(Work instructions)
Please report each line in the records below that contains the word "building", copying every such line in full.

(Records from a collection)

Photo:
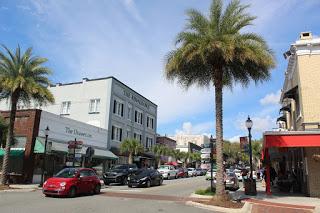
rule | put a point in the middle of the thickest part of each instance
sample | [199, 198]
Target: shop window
[65, 108]
[94, 106]
[150, 122]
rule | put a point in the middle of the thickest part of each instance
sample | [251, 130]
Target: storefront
[292, 161]
[26, 156]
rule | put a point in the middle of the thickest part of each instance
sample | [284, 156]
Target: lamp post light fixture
[251, 184]
[211, 162]
[46, 133]
[249, 125]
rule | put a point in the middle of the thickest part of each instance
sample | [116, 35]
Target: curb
[18, 190]
[246, 207]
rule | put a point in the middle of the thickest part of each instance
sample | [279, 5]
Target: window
[138, 117]
[118, 107]
[150, 122]
[65, 108]
[94, 106]
[138, 137]
[149, 142]
[128, 133]
[116, 133]
[129, 112]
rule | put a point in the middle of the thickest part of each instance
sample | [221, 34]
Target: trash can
[250, 187]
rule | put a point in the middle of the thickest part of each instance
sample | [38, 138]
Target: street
[170, 197]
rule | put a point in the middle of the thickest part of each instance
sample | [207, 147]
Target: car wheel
[97, 189]
[148, 183]
[72, 192]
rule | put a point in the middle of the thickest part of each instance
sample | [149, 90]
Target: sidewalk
[277, 202]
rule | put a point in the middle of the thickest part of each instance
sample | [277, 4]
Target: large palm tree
[23, 78]
[132, 147]
[216, 51]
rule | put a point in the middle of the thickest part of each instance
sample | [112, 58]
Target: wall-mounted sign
[135, 99]
[77, 132]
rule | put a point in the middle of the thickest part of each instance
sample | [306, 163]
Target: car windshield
[120, 167]
[143, 172]
[67, 173]
[164, 167]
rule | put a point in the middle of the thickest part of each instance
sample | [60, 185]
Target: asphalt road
[170, 197]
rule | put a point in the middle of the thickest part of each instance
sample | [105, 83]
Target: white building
[183, 141]
[106, 103]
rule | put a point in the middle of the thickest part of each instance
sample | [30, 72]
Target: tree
[3, 131]
[23, 78]
[131, 146]
[217, 51]
[159, 150]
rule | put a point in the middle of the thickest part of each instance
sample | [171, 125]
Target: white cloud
[271, 99]
[235, 139]
[132, 9]
[197, 129]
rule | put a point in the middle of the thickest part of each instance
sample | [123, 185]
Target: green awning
[13, 152]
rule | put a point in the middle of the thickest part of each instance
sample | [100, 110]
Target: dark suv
[119, 174]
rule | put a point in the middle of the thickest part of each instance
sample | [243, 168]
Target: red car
[71, 182]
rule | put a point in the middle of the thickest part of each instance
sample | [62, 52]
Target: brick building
[294, 151]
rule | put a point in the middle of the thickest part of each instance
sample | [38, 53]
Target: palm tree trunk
[220, 188]
[130, 158]
[5, 165]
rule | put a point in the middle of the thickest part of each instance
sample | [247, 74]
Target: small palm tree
[132, 147]
[23, 78]
[217, 51]
[3, 131]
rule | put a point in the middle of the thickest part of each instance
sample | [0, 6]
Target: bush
[205, 191]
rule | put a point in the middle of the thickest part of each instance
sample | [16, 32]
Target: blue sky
[128, 39]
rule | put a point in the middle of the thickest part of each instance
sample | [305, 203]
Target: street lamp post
[46, 132]
[252, 185]
[211, 161]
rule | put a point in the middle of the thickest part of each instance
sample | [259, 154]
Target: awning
[99, 153]
[14, 152]
[285, 108]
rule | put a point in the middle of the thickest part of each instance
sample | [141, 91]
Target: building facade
[106, 103]
[27, 152]
[294, 150]
[183, 141]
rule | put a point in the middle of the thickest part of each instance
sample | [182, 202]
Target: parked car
[230, 181]
[71, 182]
[208, 174]
[145, 177]
[119, 174]
[182, 172]
[168, 171]
[238, 174]
[192, 172]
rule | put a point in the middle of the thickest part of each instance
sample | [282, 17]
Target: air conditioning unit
[305, 36]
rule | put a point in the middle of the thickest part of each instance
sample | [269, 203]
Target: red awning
[290, 139]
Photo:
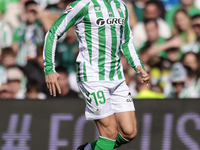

(Answer to the problem)
Target: white building
Target: brick building
Target: building facade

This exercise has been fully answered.